[Exercise]
From the line that has "Could you point to the embroidered" down to the final line of the listing below, transcribe every line exactly, and only those.

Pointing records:
>> begin

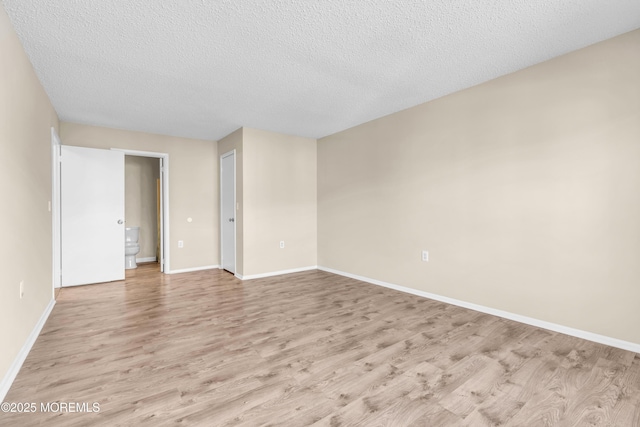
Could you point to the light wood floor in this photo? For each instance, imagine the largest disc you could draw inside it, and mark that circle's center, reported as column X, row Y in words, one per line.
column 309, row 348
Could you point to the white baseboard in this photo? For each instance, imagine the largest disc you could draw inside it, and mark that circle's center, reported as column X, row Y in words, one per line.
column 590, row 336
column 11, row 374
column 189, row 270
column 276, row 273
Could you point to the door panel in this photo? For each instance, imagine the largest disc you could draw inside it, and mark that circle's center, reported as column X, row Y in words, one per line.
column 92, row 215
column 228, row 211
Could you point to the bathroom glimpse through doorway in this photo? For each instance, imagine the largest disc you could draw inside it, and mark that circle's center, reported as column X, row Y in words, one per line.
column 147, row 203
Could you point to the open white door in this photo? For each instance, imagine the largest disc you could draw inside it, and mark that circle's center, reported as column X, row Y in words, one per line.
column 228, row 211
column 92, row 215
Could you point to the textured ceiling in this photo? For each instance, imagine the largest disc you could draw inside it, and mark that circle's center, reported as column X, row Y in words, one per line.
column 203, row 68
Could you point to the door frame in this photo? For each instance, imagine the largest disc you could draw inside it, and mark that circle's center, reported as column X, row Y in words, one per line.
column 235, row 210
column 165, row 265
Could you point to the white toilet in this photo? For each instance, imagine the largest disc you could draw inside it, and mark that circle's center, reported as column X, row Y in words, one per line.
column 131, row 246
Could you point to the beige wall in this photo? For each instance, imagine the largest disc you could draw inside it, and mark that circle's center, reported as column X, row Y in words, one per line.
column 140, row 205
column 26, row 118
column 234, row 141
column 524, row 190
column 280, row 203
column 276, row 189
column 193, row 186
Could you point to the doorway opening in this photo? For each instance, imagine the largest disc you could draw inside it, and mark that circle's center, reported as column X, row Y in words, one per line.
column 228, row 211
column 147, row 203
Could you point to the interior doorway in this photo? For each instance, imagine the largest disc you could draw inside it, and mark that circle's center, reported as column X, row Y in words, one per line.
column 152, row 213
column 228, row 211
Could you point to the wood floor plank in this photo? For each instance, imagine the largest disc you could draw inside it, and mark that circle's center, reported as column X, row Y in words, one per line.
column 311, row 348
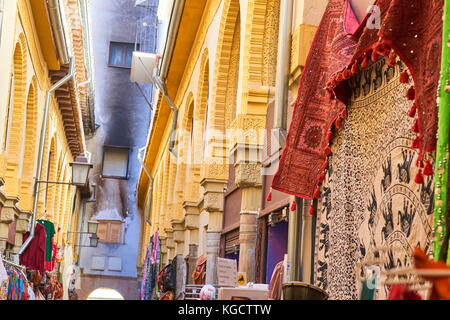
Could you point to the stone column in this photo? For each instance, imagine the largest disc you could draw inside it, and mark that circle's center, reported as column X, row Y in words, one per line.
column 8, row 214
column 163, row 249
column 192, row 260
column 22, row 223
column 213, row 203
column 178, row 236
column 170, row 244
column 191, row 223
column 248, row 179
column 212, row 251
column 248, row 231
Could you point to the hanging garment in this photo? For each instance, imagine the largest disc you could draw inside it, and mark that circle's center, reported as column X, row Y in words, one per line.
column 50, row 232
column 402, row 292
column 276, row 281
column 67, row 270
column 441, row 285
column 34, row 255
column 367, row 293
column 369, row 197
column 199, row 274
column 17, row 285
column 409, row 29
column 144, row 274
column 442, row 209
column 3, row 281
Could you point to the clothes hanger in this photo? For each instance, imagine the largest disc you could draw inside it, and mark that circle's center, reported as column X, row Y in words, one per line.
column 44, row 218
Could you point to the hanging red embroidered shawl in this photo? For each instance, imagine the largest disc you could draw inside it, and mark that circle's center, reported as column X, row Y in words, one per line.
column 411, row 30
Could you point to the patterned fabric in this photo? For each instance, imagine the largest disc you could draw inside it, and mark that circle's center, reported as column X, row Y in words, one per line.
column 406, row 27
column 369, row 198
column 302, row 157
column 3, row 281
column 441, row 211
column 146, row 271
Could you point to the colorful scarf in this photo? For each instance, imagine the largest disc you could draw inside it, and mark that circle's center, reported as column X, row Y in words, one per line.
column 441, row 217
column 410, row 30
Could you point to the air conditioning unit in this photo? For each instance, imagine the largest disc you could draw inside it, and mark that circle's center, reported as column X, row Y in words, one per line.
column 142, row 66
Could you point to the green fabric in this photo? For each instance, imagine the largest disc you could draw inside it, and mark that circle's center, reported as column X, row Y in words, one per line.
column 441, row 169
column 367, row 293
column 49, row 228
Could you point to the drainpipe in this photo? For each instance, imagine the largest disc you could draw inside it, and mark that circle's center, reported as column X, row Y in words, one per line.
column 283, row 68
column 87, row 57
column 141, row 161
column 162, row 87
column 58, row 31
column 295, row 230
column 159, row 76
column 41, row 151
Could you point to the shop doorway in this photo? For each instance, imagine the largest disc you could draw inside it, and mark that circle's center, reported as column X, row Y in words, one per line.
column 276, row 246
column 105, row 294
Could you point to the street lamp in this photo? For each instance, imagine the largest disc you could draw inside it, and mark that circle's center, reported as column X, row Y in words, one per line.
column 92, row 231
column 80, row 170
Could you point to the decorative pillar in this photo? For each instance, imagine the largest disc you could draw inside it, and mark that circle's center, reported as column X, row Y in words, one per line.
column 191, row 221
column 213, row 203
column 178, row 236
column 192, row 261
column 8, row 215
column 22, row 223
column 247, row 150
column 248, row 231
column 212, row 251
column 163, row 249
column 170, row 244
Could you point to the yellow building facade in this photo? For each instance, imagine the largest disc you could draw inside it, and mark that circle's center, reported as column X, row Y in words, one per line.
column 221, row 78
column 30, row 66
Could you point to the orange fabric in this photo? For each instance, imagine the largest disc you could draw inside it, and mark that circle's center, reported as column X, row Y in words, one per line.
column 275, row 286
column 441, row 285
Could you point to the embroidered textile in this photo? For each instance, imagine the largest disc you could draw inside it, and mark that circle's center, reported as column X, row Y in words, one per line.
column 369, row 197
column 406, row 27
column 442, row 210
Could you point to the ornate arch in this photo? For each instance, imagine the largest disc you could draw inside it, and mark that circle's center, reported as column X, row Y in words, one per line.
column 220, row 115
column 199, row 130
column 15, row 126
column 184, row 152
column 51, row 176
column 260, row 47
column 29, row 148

>> end

[Final result]
Could you point to the embroidered textile in this photo? For each instance, imagine the largest disc you could draw inside it, and mark that circle's center, reported as column X, row Y in words, one per line.
column 369, row 197
column 406, row 27
column 442, row 210
Could you point to the ornate arch in this photo? For each instance, imagine the largest disc you could draw inside it, and mark that circle's center, reported as column X, row Y in words, one per line.
column 220, row 115
column 199, row 130
column 15, row 126
column 184, row 152
column 51, row 176
column 260, row 47
column 29, row 148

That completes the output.